• _Source extract_
* * * * *

Blood, Anemia, Leukemia, and Blood Tests

Pathophysiology of anemia

Ghazal Sokhanran

Learning Objectives

By the end of this section, you will be able to:

  • Define anemia and be able to describe the general classification of anemia
  • describe the basic characteristics of anemia
  • Name some signs and symptoms of anemia and be able to explain why they occur.

Anemia is one of the most common hematological diseases, affecting up to 33% of the global population. It is described as a decrease in hemoglobin (Hb) concentration in the blood, below the standard value (i.e. population-based ‘normal’ range of values) based on the age and gender of an individual. As hemoglobin is transported only in RBCs, a decrease in hemoglobin may also reflect the number of RBCs in circulation. 

The Hb concentration is determined by both changes in total circulating plasma volume and total circulating Hb mass. Reduced plasma volume (as in dehydration) may conceal anemia or even induce an abnormally high number of RBCs in the blood (i.e. relative polycythemia); on the other hand, increased plasma volume (as in pregnancy or fluid excess) may cause anemia despite normal total circulating RBC and Hb mass (i.e. dilutional anemia).

Anemia caused by a decrease in circulating Hb – with or without an associated drop in RBC number – will be the focus of this chapter.

* * * * *

• _Tasks to carry out_
1 > What learning objectives does the anemia text list? Give every one of them.
2 > Can you rewrite the part of the anemia text that opens with "Blood, Anemia, Leukemia, and" and closes with "why they occur.", changing "classification" to "categorization"?
3 > Could you proceed with the anemia text, picking up after its final sentence?

(Saved data entries)
* * * * *

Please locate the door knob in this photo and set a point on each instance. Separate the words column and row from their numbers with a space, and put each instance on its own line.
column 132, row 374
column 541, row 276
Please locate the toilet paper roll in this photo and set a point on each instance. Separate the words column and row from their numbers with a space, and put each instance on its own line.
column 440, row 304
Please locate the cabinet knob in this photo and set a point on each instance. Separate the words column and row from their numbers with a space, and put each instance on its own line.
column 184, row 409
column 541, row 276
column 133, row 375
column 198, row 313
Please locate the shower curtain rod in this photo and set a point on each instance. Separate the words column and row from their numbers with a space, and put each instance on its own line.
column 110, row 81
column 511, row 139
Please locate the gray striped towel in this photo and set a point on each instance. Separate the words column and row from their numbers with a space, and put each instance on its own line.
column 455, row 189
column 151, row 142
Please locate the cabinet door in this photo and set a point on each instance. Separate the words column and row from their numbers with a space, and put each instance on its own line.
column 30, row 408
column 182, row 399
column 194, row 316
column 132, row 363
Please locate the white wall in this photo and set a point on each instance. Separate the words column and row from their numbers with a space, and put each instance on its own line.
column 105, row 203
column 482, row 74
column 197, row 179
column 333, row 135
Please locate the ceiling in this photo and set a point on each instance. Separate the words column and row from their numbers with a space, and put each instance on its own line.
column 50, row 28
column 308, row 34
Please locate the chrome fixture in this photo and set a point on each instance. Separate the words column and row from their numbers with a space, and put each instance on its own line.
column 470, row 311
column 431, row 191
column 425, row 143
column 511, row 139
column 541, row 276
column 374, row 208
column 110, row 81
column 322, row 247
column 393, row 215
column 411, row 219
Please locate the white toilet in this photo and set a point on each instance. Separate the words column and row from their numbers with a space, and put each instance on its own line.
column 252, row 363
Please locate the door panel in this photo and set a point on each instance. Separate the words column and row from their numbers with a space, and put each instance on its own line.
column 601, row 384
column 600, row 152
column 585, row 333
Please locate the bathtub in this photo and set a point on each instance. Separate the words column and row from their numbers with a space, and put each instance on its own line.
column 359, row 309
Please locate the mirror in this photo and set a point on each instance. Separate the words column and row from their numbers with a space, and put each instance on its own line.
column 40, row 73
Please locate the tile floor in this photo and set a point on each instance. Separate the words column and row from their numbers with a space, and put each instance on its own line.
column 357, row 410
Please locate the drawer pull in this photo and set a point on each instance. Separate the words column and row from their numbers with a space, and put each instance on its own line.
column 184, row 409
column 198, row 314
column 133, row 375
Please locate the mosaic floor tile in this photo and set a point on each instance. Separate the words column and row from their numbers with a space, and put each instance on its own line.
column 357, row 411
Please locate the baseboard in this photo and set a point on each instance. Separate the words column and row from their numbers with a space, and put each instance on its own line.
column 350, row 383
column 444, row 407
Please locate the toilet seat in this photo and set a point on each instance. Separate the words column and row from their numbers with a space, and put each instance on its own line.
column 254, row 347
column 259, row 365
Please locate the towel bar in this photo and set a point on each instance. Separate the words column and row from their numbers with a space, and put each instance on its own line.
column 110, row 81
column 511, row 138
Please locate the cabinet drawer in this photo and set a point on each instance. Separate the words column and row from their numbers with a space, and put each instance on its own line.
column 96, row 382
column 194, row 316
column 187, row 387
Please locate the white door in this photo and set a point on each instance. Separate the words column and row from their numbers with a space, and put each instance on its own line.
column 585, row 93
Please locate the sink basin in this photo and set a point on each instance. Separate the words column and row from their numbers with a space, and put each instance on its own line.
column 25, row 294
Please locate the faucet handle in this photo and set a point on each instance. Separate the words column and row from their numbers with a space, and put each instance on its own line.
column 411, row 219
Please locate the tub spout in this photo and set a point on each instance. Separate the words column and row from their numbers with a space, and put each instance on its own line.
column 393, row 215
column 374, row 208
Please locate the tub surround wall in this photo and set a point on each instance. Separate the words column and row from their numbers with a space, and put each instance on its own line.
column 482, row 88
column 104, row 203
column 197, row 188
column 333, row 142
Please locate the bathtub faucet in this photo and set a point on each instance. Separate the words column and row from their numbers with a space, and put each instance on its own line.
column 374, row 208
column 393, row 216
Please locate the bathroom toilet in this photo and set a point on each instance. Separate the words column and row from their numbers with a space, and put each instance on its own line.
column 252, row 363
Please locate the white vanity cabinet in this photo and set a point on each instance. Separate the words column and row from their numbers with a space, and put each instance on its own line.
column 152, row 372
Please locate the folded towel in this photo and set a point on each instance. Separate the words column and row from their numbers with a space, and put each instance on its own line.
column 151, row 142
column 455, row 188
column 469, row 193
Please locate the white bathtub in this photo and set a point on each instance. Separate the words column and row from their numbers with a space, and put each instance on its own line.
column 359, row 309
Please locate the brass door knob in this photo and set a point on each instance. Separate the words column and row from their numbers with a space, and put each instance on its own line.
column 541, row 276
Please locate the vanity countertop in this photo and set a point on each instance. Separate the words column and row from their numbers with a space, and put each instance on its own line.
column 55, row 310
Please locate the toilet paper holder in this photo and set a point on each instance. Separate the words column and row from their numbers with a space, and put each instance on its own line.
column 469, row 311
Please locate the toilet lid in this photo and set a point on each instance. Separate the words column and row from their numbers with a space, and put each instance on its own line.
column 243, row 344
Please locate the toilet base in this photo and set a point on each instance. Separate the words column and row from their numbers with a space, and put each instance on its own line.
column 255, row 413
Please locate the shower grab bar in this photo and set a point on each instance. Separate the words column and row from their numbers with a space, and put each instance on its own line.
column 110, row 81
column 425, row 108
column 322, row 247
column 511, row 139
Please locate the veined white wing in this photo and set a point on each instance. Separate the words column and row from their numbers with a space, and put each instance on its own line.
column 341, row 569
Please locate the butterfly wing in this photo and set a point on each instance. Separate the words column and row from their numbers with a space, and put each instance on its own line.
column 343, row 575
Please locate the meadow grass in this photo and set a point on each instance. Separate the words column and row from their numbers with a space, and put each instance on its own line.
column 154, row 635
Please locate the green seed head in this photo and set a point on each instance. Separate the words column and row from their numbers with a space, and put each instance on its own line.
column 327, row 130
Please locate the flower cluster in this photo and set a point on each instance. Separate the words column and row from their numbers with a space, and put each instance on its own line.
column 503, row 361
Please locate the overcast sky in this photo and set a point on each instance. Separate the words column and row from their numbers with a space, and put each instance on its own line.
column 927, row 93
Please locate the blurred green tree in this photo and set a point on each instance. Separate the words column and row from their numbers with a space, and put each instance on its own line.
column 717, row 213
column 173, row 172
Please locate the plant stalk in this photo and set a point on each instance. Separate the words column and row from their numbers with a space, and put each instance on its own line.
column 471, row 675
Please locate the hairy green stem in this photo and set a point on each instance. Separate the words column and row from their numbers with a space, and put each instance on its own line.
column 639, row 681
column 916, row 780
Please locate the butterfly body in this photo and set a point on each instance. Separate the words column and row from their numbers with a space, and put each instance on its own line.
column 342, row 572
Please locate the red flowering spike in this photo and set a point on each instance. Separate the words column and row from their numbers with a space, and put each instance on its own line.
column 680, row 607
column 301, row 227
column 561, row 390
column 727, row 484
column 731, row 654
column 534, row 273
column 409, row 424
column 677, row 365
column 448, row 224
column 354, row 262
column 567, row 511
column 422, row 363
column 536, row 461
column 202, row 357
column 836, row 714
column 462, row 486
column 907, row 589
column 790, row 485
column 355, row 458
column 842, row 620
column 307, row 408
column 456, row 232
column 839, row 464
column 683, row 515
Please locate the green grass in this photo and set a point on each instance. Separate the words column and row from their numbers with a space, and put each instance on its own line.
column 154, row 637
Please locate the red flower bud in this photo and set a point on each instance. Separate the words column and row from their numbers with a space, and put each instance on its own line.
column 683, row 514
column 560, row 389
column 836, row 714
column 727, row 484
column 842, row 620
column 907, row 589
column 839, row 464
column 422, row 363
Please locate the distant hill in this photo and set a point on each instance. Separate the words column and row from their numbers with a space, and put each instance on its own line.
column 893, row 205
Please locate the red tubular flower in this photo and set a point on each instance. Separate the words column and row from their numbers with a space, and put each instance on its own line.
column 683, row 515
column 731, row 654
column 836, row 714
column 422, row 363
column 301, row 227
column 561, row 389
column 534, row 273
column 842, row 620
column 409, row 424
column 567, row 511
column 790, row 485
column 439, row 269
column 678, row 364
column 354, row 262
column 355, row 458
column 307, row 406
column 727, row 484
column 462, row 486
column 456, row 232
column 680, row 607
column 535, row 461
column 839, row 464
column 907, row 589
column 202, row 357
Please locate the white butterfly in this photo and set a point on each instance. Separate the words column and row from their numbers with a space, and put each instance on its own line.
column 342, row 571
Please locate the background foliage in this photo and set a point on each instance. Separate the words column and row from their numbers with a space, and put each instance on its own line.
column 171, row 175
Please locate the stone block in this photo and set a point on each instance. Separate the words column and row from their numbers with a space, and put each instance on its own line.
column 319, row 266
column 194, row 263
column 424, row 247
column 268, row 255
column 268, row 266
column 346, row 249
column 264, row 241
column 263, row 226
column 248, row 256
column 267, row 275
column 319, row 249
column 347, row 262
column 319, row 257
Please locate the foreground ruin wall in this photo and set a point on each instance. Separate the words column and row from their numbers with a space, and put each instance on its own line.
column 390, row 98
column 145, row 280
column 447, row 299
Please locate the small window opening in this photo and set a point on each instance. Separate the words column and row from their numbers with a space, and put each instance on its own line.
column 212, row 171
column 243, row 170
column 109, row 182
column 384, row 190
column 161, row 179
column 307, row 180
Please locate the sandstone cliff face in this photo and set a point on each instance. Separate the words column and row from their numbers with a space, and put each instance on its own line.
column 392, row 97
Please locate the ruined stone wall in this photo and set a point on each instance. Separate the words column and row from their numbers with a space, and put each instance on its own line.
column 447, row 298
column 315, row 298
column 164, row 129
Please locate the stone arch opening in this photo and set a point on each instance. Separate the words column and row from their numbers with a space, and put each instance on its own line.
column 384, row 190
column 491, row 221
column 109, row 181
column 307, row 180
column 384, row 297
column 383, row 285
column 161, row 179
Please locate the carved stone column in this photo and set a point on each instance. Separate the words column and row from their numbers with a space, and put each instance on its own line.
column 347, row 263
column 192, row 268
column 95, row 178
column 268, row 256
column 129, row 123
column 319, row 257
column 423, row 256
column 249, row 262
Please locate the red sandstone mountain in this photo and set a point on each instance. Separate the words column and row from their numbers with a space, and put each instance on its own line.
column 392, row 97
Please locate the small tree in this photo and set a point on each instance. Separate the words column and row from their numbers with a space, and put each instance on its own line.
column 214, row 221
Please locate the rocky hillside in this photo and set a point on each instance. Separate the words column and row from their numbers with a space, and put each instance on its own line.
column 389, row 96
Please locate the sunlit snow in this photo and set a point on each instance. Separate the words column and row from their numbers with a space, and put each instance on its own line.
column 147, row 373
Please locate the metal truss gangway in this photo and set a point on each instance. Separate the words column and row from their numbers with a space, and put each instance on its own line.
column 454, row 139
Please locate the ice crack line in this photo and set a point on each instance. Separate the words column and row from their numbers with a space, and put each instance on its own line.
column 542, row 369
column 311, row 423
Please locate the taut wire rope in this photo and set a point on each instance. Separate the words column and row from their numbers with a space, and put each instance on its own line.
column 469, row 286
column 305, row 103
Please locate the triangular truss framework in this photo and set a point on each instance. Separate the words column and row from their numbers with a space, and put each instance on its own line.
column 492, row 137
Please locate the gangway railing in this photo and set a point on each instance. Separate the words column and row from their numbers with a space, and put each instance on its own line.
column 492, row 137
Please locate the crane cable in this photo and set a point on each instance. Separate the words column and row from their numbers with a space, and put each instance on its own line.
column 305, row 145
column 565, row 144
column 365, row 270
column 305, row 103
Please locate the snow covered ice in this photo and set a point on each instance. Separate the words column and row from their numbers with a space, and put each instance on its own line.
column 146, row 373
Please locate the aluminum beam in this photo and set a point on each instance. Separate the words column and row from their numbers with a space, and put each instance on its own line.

* * * * *

• _Responses in order_
1 >
- Define anemia and be able to describe the general classification of anemia
- describe the basic characteristics of anemia
- Name some signs and symptoms of anemia and be able to explain why they occur.

2 >
Blood, Anemia, Leukemia, and Blood Tests

Pathophysiology of anemia

Ghazal Sokhanran

Learning Objectives

By the end of this section, you will be able to:

  • Define anemia and be able to describe the general categorization of anemia
  • describe the basic characteristics of anemia
  • Name some signs and symptoms of anemia and be able to explain why they occur.

3 >
General classification of anemia

There are two ways to classify anemia: by etiology (i.e. what has caused the anemia) and by morphology of the RBC

By determining what has caused it (Etiology).
  • Decreased hematopoiesis. This could be due to:
    • Nutritional deficiencies affecting DNA synthesis or Hb production
    • Bone marrow failure
  • Abnormal hematopoiesis. Due to errors in progenitor cell formation.
  • Increased loss of RBCs. Generally, because of a bleeding problem, which could be acute (e.g., trauma) or chronic (e.g., Gastrointestinal bleeding).
    • Keep in mind that anemia does not appear immediately after acute major blood loss because the total blood volume is reduced. It takes some time (about a day) for plasma volume to be replenished, then the degree of anemia can be assessed. Regeneration of RBCs and Hb mass takes much longer (approximately a week). Therefore, the initial clinical features of major blood loss are a result of the reduction in blood volume rather than of anemia.
  • Increased destruction of RBCs.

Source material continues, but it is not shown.